**Required task**
Gather every line in the entries below that contains the string "apartment".

**Detection annotation entries**
** Start **

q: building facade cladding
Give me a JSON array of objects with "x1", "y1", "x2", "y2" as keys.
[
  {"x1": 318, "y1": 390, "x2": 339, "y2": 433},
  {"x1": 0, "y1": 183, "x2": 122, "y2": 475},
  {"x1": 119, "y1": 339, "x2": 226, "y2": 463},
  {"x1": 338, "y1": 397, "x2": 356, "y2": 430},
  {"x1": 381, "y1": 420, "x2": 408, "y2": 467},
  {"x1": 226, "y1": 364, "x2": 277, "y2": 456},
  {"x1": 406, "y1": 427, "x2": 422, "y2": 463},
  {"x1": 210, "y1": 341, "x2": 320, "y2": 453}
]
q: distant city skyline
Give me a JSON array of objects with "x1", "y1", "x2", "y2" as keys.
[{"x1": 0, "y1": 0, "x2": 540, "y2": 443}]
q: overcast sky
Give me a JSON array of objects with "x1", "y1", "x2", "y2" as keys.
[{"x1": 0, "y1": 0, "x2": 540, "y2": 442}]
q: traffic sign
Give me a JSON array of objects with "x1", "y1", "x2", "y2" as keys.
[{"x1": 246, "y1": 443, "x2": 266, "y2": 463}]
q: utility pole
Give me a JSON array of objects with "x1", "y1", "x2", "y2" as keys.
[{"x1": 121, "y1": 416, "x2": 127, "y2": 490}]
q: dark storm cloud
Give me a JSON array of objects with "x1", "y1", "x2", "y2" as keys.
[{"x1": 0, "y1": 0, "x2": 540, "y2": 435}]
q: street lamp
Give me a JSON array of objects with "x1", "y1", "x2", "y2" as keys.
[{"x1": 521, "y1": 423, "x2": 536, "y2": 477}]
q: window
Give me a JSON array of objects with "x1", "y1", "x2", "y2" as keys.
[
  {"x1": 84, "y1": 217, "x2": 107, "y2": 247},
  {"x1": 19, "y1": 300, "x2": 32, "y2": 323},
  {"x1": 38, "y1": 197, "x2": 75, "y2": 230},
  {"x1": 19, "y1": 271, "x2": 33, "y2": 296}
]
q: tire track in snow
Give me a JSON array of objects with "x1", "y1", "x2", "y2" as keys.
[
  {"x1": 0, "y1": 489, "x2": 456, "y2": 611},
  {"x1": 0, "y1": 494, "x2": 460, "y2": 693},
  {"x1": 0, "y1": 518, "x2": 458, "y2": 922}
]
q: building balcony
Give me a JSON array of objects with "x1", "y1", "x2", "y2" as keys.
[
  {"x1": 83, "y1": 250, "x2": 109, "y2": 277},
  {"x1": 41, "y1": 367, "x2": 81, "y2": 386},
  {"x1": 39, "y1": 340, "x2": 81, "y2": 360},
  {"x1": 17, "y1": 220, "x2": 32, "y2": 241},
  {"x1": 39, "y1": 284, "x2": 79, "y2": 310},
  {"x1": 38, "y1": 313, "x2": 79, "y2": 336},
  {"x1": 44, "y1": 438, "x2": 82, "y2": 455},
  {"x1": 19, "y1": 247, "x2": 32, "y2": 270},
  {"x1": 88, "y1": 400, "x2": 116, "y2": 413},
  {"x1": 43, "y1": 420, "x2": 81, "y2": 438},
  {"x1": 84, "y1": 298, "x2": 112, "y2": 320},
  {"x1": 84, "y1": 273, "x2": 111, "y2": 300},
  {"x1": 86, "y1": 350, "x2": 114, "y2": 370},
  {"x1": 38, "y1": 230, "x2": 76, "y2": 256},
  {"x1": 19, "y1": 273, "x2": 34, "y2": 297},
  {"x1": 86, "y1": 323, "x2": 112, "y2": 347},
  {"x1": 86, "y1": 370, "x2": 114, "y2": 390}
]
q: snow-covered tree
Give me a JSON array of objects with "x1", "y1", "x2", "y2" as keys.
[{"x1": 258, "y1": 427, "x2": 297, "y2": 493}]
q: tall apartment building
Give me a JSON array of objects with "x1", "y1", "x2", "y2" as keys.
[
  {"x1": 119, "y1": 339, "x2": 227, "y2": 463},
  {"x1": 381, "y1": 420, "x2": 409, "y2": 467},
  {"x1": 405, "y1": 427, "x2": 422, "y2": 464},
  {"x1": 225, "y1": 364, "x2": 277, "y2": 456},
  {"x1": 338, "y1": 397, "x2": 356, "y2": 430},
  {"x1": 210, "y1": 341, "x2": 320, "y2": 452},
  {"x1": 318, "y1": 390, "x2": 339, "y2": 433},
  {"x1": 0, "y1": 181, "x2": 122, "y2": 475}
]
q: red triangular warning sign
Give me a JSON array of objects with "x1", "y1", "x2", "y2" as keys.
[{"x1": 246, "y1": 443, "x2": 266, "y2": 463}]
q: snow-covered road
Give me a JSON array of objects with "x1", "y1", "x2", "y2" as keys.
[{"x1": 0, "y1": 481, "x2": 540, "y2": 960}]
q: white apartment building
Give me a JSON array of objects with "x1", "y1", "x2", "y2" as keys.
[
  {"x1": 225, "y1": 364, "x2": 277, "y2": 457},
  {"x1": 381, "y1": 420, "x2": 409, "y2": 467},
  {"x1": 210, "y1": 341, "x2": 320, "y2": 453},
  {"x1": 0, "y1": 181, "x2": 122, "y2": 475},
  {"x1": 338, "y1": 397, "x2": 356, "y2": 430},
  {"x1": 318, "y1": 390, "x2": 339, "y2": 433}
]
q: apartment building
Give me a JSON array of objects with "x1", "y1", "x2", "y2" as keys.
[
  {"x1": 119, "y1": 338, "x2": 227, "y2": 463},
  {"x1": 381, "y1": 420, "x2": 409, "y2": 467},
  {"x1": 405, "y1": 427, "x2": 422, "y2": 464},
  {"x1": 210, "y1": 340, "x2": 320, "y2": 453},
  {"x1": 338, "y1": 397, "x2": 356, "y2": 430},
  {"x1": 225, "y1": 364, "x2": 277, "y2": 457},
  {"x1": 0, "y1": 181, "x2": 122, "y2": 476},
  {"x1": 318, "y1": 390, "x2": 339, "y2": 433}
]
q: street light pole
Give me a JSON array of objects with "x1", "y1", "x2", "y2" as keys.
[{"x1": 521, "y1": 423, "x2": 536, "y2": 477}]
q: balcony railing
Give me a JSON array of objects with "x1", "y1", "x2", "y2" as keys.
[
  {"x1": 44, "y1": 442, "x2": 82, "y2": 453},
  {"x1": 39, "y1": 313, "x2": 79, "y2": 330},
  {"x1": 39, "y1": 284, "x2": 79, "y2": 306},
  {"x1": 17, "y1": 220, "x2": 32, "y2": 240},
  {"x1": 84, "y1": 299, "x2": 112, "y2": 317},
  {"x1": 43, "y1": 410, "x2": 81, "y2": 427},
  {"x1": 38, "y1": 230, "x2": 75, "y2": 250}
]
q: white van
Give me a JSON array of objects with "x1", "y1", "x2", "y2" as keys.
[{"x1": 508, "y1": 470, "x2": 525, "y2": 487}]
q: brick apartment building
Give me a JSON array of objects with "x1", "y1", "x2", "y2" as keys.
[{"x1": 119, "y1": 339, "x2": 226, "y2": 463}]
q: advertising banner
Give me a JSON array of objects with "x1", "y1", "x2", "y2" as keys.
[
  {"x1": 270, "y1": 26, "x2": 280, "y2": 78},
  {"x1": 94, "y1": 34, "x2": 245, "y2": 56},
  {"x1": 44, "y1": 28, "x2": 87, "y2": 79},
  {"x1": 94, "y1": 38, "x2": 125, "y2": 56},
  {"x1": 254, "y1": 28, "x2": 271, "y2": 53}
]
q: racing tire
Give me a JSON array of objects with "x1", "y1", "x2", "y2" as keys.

** End **

**Exercise output**
q: tall apartment building
q: white apartment building
q: apartment building
q: brick apartment building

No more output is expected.